The Blackfeet Reservation Program in Montana was initiated in 1999 by Global Volunteers Co-Founder Michele Gran and Blackfeet elder Dorothy Still Smoking. 2021 marks the 22nd year of Global Volunteers’ partnership with the Blackfeet Nation. Because of the pandemic, we were unable to serve on the reservation during 2020. But now, our community partners on the reservation await Global Volunteers to help rebuild their community. We’re very proud of our long-standing relationship with the Blackfeet people, and are thrilled to be returning to work with them this summer. Read on for details on this partnership — a collaboration for mutual understanding and respect between cultures. Photo: Blackfeet elder Bob Tailfeathers with granddaughter by Michele Gran.
In Browning, Heart Butte, Starr School, Babb, East Glacier, and points in between, Global Volunteers has worked hand-in-hand with elders, children, students, teachers, veterans, mothers, and families to help improve the standard of living on the Blackfeet Reservation. Whether painting fences, distributing clothes, erecting tipis, serving meals, reading stories, planting vegetables, visiting elders, sorting books, comforting toddlers, mentoring students, harvesting herbs, mowing lawns, painting murals, or helping in so many other ways, volunteers from across the U.S. and around the world make a long-lasting difference through service. Taking in the rugged and wild beauty of the northern plains and Rocky Mountains, and absorbing the deeply spiritual culture of local people, one can’t help but marvel at the perspective afforded by this unique service opportunity.

## Task list
1 – According to the text on the Blackfeet Reservation Program, who initiated the program in 1999?
2 – Echo the text on the Blackfeet Reservation Program word for word, from "In Browning, Heart" up to and including "unique service opportunity.".
3 – Carry on the text about the Blackfeet Reservation Program from the point where it stops.
The records have nothing to do with the text about the Blackfeet Reservation Program.

## Supplied material

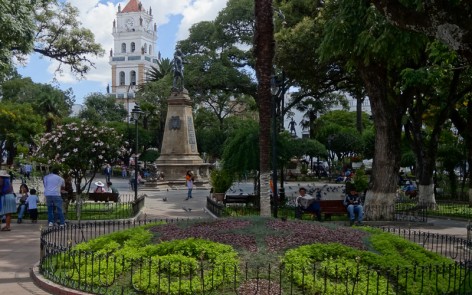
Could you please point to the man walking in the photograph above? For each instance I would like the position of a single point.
(53, 186)
(108, 172)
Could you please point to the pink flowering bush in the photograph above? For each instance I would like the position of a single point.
(80, 148)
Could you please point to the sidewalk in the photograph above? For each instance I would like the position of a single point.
(19, 250)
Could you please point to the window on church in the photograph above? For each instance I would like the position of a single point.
(122, 78)
(133, 77)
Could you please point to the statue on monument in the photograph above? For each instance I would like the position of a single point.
(178, 67)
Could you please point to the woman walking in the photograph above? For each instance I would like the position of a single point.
(7, 199)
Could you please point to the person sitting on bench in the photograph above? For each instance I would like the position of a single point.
(352, 201)
(307, 203)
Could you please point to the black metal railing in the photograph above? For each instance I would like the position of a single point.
(110, 274)
(126, 208)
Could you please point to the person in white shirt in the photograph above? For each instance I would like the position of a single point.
(307, 203)
(32, 204)
(53, 186)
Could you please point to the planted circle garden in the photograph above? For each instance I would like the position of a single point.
(254, 255)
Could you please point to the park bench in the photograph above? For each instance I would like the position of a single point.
(103, 197)
(241, 199)
(328, 208)
(332, 207)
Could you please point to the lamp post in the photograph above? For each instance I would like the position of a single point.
(273, 88)
(136, 112)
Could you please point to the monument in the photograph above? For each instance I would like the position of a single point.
(179, 151)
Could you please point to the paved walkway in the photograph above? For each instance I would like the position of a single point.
(19, 250)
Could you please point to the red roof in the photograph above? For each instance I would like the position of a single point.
(132, 6)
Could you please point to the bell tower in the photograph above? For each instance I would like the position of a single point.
(133, 52)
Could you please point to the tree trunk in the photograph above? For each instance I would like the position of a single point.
(264, 53)
(425, 178)
(387, 109)
(359, 102)
(426, 195)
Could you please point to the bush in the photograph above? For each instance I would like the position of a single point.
(221, 180)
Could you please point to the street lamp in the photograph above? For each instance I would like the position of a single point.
(136, 112)
(129, 95)
(274, 90)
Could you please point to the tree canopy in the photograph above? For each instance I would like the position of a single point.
(48, 27)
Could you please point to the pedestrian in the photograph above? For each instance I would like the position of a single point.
(54, 185)
(100, 187)
(28, 170)
(32, 204)
(307, 203)
(68, 193)
(21, 201)
(7, 199)
(189, 182)
(353, 203)
(108, 172)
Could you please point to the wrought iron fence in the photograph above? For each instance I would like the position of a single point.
(127, 207)
(400, 211)
(110, 274)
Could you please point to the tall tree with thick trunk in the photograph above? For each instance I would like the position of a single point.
(264, 53)
(357, 34)
(448, 21)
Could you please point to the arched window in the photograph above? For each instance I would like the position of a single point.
(122, 78)
(133, 77)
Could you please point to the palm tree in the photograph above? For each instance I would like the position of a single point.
(264, 54)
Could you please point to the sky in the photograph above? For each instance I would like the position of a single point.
(173, 18)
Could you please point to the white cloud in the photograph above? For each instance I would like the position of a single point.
(197, 11)
(98, 16)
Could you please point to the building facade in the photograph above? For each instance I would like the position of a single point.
(133, 52)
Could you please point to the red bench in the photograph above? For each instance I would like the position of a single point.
(103, 197)
(328, 208)
(332, 207)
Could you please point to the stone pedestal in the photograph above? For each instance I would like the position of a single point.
(179, 151)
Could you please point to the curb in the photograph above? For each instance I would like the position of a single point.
(50, 286)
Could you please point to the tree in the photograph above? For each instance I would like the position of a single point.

## Results for the exercise
1 – Global Volunteers Co-Founder Michele Gran and Blackfeet elder Dorothy Still Smoking.

2 –
In Browning, Heart Butte, Starr School, Babb, East Glacier, and points in between, Global Volunteers has worked hand-in-hand with elders, children, students, teachers, veterans, mothers, and families to help improve the standard of living on the Blackfeet Reservation. Whether painting fences, distributing clothes, erecting tipis, serving meals, reading stories, planting vegetables, visiting elders, sorting books, comforting toddlers, mentoring students, harvesting herbs, mowing lawns, painting murals, or helping in so many other ways, volunteers from across the U.S. and around the world make a long-lasting difference through service. Taking in the rugged and wild beauty of the northern plains and Rocky Mountains, and absorbing the deeply spiritual culture of local people, one can’t help but marvel at the perspective afforded by this unique service opportunity.

3 –
Establishing and Maintaining Working Partnerships on “The Rez”
We celebrate the success of sustaining a productive and trusting working partnership with Blackfeet partners. Life in a Native American community can be puzzling for non-Indians, and volunteers must work to suspend judgement about the complexities born of historical trauma and oppression. Deference to elders, tribal identity, and a greater fluidity between work and non-work activities than what is found in mainstream non-Indian society seems to contribute to this. Daily work assignments help build commonality between volunteers and local people, providing you a privileged, unvarnished glimpse into the struggles and celebrations of those with whom you work. Our mantra, “Things are often not as they first appear” is especially valuable on the reservation. One of the greatest benefits of serving as a volunteer under the direction of local leaders is access to events and places the casual visitor would never witness. This includes participating in traditional “sweats,” witnessing a Sun Dance, helping prepare a ceremonial pow-wow, attending memorial feeds and funerals, sharing traditional meals, being invited into homes, observing a tribal council meeting, and much more.
“Things are often not as they first appear.”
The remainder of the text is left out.